== Auszug ==

Ist Fleischessen eine religiöse Pflicht?

Die Organisation Schweizer Tierschutz (STS) hat eine Initiative lanciert, mit der unter anderem grundsätzlich der Import von Produkten verboten werden soll, welche wegen Tierschutzvorschriften in der Schweiz nicht produziert werden dürfen. Darunter fallen z.B. Eier von Hühnern aus Käfighaltung, da die Käfighaltung von Hühnern in der Schweiz verboten ist. Es wird damit also eine wichtige Lücke in der Gesetzgebung geschlossen. Wenn die Initiative angenommen wird, wäre aber auch der Import von Fleisch von bestimmten betäubungslos getöteten Tieren verboten. Der Bundesrat hat in seiner Botschaft zur Initiative vom 7. Juni 2004 diese abgelehnt und begründet seine Ablehnung damit, dass sie nicht menschenrechtskonform sei, weil bestimmten Religionsgruppen damit die Ausübung ihrer Religion verwehrt würde. Ist dieses Argument korrekt?

Keine Religion fordert den Fleischkonsum.

Welche Religionsgruppen betrifft dieses Verbot? Grundsätzlich ist im jüdischen und im moslemischen Glauben vorgeschrieben, dass kein Blut konsumiert werden darf. Beide Religionsgruppen praktizieren deshalb das betäubungslose Schächten der Tiere, bei dem den Tieren bei vollem Bewusstsein der Hals aufgeschnitten wird, damit sie verbluten.

===

Aufgaben:
A: Von welchem Datum ist laut dem Text zum Fleischessen die Botschaft des Bundesrats zur Initiative?
B: Schreib aus dem Text zum Fleischessen alles zwischen „Die Organisation Schweizer“ und „fordert den Fleischkonsum.“ genau ab, beide Stellen eingeschlossen.
C: Schreib den Text zum Fleischessen nach seinem letzten Satz weiter.
Die Einträge haben mit dem Text zum Fleischessen nichts zu tun.

== Einträge ==

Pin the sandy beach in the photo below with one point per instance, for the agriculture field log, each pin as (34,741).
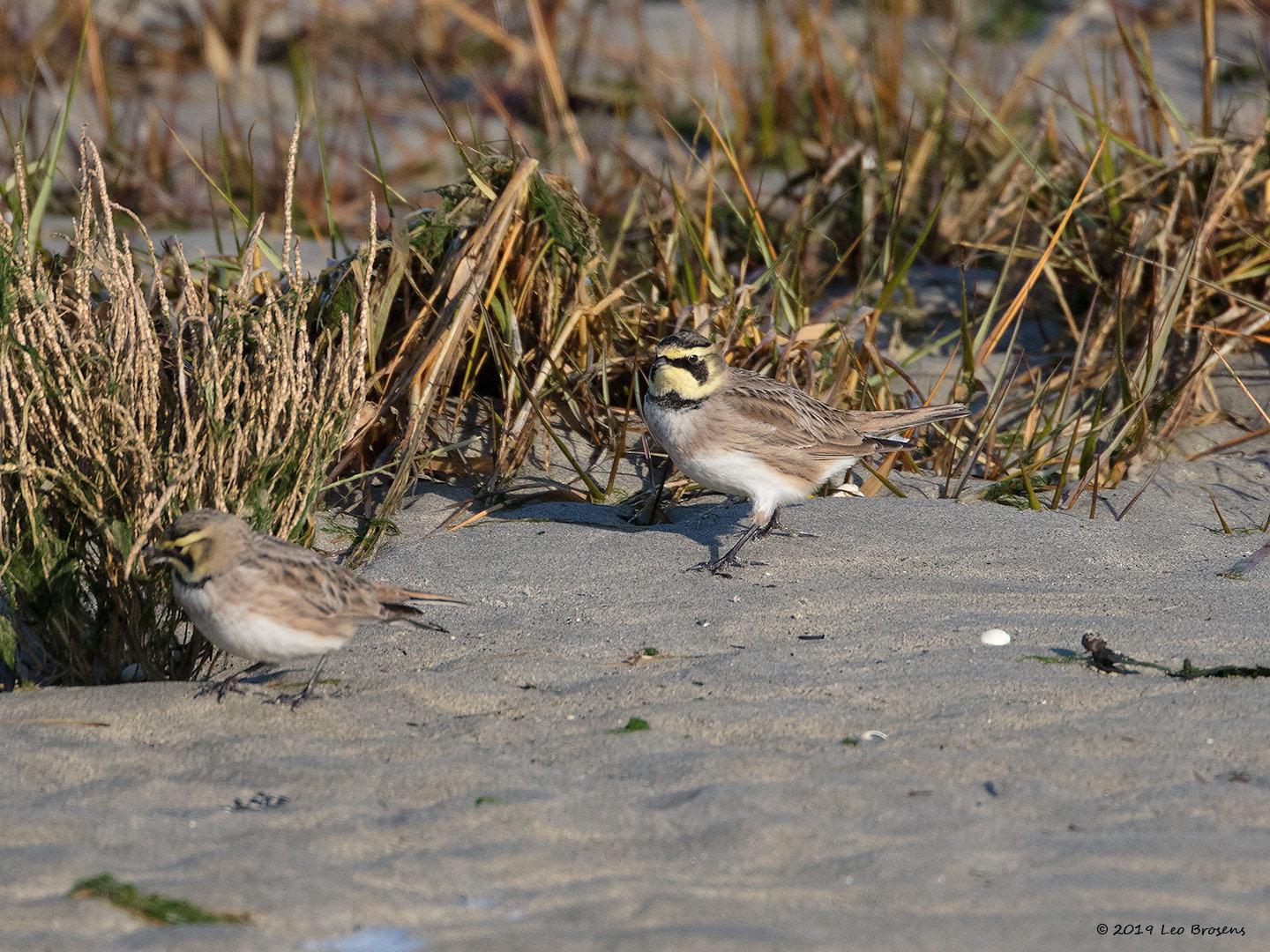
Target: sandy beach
(467,791)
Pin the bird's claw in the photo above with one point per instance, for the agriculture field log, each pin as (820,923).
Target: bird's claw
(221,688)
(716,566)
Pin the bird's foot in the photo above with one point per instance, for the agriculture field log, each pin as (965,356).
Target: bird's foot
(718,566)
(221,688)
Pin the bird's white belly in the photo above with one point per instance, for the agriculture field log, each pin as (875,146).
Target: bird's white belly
(251,635)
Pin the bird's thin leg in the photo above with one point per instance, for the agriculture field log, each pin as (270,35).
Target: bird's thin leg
(729,557)
(648,514)
(775,524)
(297,700)
(228,684)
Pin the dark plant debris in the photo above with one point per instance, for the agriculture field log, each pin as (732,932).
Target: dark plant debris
(1102,657)
(152,906)
(260,801)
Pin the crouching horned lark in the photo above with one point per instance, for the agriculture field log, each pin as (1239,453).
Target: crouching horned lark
(741,433)
(270,600)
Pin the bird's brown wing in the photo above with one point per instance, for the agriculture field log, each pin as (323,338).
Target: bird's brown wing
(317,589)
(796,420)
(793,420)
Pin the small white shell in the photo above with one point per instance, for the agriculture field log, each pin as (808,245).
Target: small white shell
(995,636)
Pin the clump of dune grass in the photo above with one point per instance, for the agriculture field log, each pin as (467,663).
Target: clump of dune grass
(492,314)
(133,387)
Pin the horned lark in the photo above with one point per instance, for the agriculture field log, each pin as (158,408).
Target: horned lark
(741,433)
(270,600)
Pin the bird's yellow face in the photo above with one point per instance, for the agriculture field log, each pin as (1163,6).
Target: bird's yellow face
(686,368)
(195,545)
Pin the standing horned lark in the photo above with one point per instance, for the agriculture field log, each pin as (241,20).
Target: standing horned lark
(741,433)
(258,597)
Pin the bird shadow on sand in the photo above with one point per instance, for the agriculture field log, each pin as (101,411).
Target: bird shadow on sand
(714,522)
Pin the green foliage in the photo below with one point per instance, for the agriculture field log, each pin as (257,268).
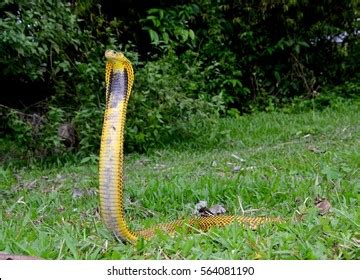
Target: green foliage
(38,134)
(170,29)
(265,167)
(166,107)
(193,61)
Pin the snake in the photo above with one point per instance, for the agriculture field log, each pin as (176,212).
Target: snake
(119,79)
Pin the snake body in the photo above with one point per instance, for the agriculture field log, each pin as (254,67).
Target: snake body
(119,78)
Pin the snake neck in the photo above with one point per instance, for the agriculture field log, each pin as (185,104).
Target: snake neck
(111,186)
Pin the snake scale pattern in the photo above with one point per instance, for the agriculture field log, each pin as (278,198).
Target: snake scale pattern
(119,78)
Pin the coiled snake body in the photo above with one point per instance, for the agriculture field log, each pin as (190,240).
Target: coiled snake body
(119,78)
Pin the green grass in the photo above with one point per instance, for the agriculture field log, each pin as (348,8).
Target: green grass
(284,162)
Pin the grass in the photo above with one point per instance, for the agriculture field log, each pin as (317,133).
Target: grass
(266,164)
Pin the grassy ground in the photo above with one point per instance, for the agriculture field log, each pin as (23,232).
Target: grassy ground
(266,164)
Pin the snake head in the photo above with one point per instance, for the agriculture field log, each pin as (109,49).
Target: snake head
(114,56)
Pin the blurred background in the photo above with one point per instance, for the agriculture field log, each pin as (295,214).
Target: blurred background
(194,62)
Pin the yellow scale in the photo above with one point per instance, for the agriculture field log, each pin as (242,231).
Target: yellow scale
(119,78)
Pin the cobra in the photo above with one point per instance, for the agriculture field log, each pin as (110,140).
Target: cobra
(119,79)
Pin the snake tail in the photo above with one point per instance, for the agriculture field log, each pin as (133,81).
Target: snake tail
(119,79)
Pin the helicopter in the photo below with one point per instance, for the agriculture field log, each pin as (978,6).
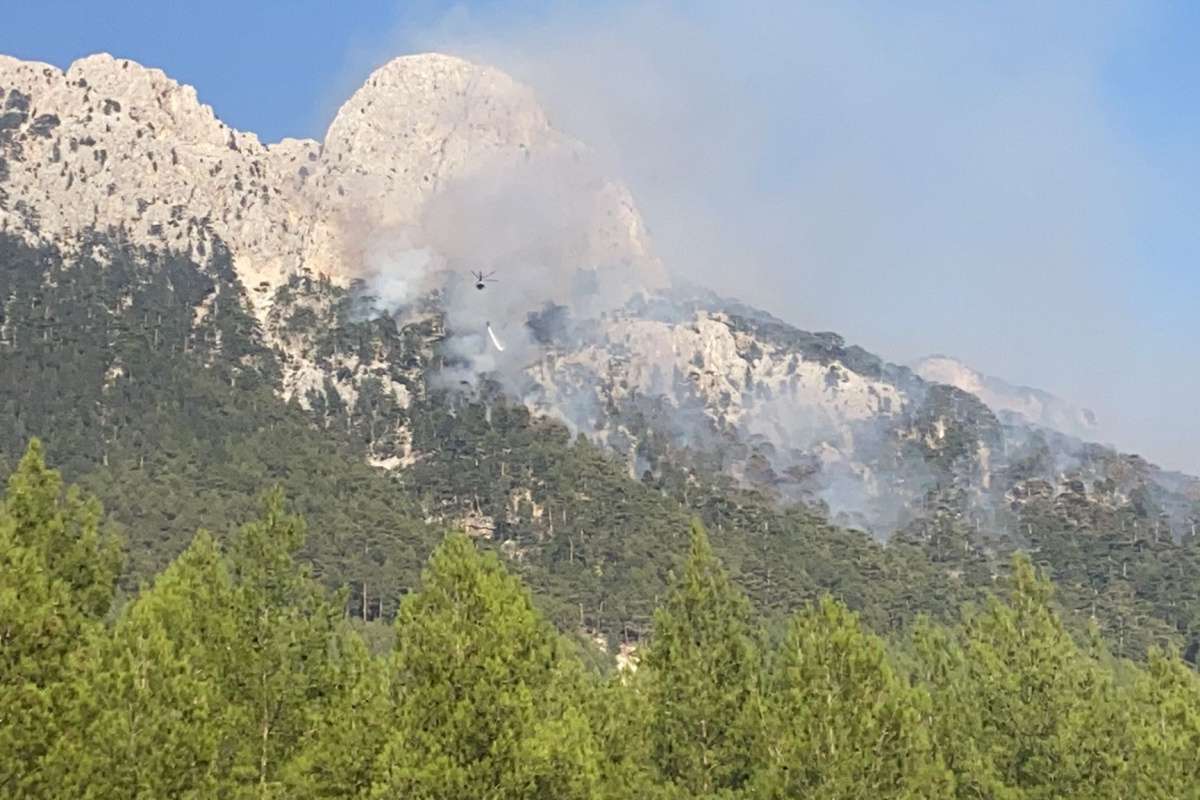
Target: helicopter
(483,278)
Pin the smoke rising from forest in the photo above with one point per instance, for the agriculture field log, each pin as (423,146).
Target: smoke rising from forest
(921,179)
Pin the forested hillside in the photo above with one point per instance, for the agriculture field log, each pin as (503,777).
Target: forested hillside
(235,674)
(153,389)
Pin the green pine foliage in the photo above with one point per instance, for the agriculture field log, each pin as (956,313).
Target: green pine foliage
(703,669)
(237,674)
(486,702)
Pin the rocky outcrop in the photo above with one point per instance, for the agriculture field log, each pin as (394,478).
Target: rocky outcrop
(1032,405)
(109,143)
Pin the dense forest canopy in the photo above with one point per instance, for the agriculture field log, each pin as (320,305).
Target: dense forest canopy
(234,673)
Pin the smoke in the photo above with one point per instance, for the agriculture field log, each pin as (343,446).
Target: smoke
(919,178)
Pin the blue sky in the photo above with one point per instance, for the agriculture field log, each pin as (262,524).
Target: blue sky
(899,176)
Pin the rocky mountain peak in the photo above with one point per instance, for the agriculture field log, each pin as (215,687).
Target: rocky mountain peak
(113,144)
(1029,404)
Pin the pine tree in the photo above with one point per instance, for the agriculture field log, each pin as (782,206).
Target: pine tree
(841,723)
(486,702)
(145,717)
(58,571)
(279,673)
(703,668)
(1035,716)
(337,762)
(1167,728)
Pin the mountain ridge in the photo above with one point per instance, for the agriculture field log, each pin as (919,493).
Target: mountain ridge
(381,347)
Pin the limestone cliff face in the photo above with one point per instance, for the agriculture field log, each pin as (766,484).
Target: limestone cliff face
(109,143)
(437,167)
(1030,404)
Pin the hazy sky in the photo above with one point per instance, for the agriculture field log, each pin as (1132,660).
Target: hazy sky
(1017,185)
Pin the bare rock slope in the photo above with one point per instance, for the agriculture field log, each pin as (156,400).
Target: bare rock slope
(109,143)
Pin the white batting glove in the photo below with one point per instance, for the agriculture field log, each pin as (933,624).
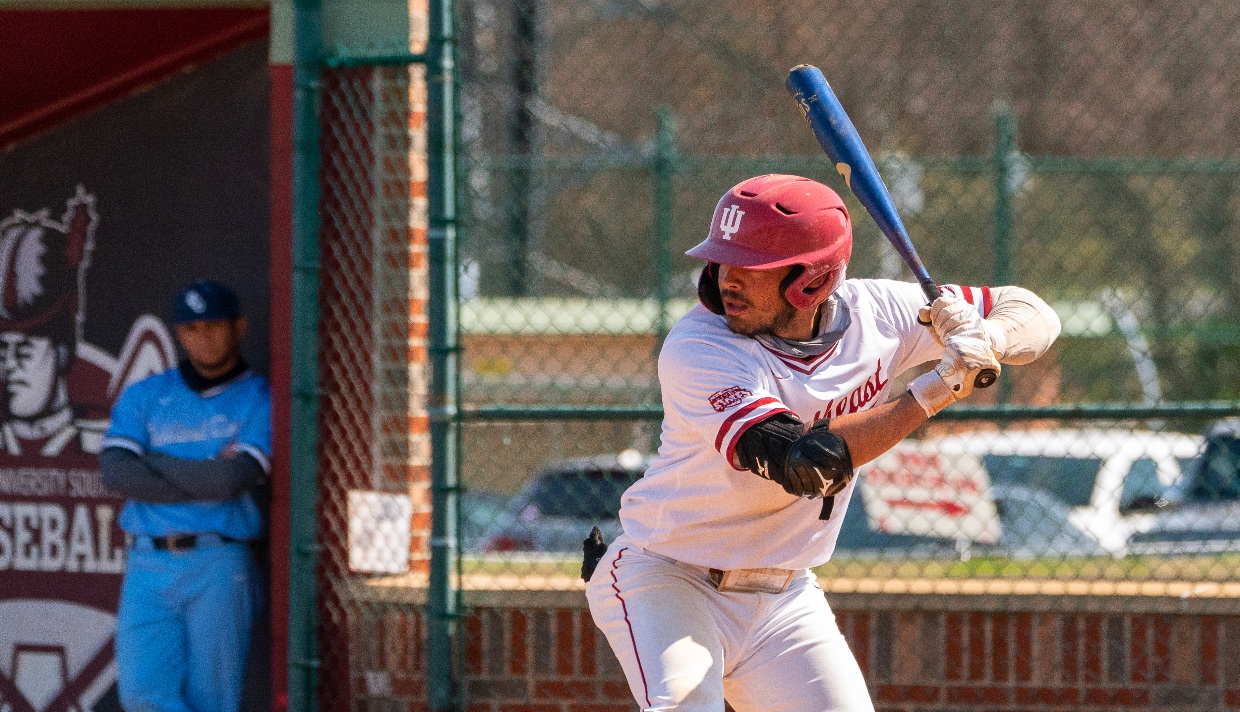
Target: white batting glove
(952,377)
(952,316)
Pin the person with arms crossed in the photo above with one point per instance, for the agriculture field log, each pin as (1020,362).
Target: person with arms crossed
(775,390)
(186,448)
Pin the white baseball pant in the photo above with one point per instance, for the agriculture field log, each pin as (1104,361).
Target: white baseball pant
(686,646)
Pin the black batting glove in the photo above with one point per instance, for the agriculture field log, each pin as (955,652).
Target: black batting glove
(819,464)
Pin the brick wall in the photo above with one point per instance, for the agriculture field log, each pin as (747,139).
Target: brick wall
(541,653)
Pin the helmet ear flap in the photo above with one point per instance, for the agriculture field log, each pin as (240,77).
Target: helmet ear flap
(708,288)
(796,285)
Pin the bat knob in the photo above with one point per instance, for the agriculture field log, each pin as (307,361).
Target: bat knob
(986,377)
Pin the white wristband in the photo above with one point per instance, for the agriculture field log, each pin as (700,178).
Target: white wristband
(931,392)
(998,339)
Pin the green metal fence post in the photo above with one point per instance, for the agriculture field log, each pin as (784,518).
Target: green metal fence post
(665,212)
(1005,150)
(443,406)
(1005,211)
(304,408)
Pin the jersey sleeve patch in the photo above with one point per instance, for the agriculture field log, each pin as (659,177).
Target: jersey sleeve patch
(728,398)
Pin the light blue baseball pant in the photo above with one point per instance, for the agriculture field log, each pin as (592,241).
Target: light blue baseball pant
(182,630)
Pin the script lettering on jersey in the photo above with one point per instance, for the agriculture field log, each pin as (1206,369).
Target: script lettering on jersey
(859,398)
(728,397)
(218,427)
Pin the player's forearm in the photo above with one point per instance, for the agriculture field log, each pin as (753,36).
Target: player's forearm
(871,433)
(127,473)
(210,480)
(1028,325)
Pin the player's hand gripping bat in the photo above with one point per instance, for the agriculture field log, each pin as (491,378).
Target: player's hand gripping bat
(841,142)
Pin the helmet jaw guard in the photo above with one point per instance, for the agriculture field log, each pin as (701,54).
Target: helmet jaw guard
(775,221)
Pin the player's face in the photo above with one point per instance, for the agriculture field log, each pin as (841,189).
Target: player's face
(30,369)
(753,302)
(212,346)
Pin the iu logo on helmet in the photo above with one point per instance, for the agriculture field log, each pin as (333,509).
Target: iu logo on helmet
(729,222)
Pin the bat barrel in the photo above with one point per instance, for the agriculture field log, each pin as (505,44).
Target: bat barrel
(840,140)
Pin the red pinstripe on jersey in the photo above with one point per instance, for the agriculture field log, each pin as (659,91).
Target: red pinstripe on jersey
(802,365)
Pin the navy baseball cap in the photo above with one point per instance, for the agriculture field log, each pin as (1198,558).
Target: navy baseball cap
(205,300)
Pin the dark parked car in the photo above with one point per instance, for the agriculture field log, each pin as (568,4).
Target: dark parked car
(557,507)
(1200,512)
(554,511)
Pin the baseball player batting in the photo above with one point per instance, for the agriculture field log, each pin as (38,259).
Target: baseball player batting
(775,390)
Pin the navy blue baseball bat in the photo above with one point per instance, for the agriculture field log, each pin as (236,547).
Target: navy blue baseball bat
(841,142)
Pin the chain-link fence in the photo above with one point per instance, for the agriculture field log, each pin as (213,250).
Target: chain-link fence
(1091,161)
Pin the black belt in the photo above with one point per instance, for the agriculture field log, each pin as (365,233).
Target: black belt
(181,542)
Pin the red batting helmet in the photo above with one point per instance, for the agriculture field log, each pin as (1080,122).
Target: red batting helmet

===

Antworten:
A: Vom 7. Juni 2004.

B:
Die Organisation Schweizer Tierschutz (STS) hat eine Initiative lanciert, mit der unter anderem grundsätzlich der Import von Produkten verboten werden soll, welche wegen Tierschutzvorschriften in der Schweiz nicht produziert werden dürfen. Darunter fallen z.B. Eier von Hühnern aus Käfighaltung, da die Käfighaltung von Hühnern in der Schweiz verboten ist. Es wird damit also eine wichtige Lücke in der Gesetzgebung geschlossen. Wenn die Initiative angenommen wird, wäre aber auch der Import von Fleisch von bestimmten betäubungslos getöteten Tieren verboten. Der Bundesrat hat in seiner Botschaft zur Initiative vom 7. Juni 2004 diese abgelehnt und begründet seine Ablehnung damit, dass sie nicht menschenrechtskonform sei, weil bestimmten Religionsgruppen damit die Ausübung ihrer Religion verwehrt würde. Ist dieses Argument korrekt?

Keine Religion fordert den Fleischkonsum.

C:
Muss man deshalb den Import von solchem Fleisch aus dem Ausland erlauben, weil aus tierschützerischen Gründen diese Schlachtungsmethode in der Schweiz verboten wurde? Der Bundesrat ist offensichtlich dieser Meinung. Dabei ging jedoch ein sehr zentrales Element vergessen: Keine Religion schreibt ihren Anhängern den Fleischkonsum vor. Ganz im Gegenteil, auch die religiösen Vorschriften der Juden und Moslems dienen eher dazu, den Fleischkonsum einzuschränken: Wenn sie schon Fleisch essen, sollten sie wenigstens das Blut nicht mit konsumieren.

Die vegetarische Ernährungsweise wäre deshalb auch für Moslems und Juden eine gute Alternative zum Schachtfleisch und widerspricht keiner einzigen religiösen Regel. Da die Einhaltung der religiösen Regeln bei vegetarischer Ernährung wesentlich einfacher ist (es ist gar nicht möglich, Fleisch zu 100% von jeglichem Blut zu befreien) und das Schächten ein prinzipielles ethisches Problem darstellt, erstaunt es einen nicht, dass sehr viele Juden vegetarisch leben. Dies alles hat der Bundesrat einfach ignoriert, um dafür zu sorgen, dass aus rein weltlichen Gründen bestimmte religiöse Personen in der Schweiz weiterhin ihren Gaumen mit Fleisch befriedigen können.